Given data:
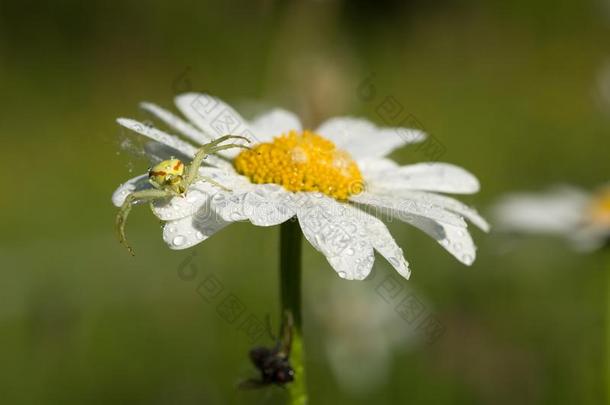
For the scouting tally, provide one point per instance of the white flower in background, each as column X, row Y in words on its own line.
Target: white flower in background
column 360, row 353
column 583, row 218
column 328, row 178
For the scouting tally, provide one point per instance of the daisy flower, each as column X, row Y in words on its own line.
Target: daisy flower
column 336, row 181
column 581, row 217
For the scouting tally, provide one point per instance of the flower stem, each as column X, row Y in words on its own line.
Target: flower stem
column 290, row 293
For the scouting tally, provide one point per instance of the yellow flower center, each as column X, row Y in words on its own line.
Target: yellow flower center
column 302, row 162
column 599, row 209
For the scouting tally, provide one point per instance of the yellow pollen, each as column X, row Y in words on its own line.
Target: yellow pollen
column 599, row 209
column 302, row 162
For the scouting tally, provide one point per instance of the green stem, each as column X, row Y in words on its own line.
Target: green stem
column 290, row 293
---
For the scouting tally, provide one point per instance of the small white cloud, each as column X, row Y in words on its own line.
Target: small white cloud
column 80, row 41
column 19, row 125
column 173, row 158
==
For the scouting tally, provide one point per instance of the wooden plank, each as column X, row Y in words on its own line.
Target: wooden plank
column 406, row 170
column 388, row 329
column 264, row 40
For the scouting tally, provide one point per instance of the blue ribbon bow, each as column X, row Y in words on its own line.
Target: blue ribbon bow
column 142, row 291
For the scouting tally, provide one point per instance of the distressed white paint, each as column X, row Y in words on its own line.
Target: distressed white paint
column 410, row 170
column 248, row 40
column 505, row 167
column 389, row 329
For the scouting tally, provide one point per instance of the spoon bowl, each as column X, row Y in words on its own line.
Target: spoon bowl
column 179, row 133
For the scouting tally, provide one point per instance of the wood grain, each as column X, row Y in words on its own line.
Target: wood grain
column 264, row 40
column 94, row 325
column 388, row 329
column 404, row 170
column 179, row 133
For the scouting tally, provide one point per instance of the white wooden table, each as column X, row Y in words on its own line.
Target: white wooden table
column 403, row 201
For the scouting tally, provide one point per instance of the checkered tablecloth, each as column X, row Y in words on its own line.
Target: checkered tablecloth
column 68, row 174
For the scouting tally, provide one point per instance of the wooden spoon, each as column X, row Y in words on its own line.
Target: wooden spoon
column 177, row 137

Exercise objective:
Could you transcribe the entries above word for word, from the line with "the white flower" down to the line with "the yellow flower", keeping both?

Problem solution:
For the scouting tally, provide one point per instance of the white flower in background, each as column X, row Y in words on its own line.
Target: white flower in background
column 360, row 353
column 583, row 218
column 328, row 178
For the scouting tally, provide one point per instance of the daisy flower, each as column X, row Y in words on its own line.
Target: daisy flower
column 336, row 181
column 581, row 217
For the scouting tally, provide one point per instance of the flower stem, each as column X, row Y in words on its own line.
Target: flower stem
column 290, row 293
For the scouting tally, provide one point per instance of the yellow flower center, each as column X, row Y in words on its own line.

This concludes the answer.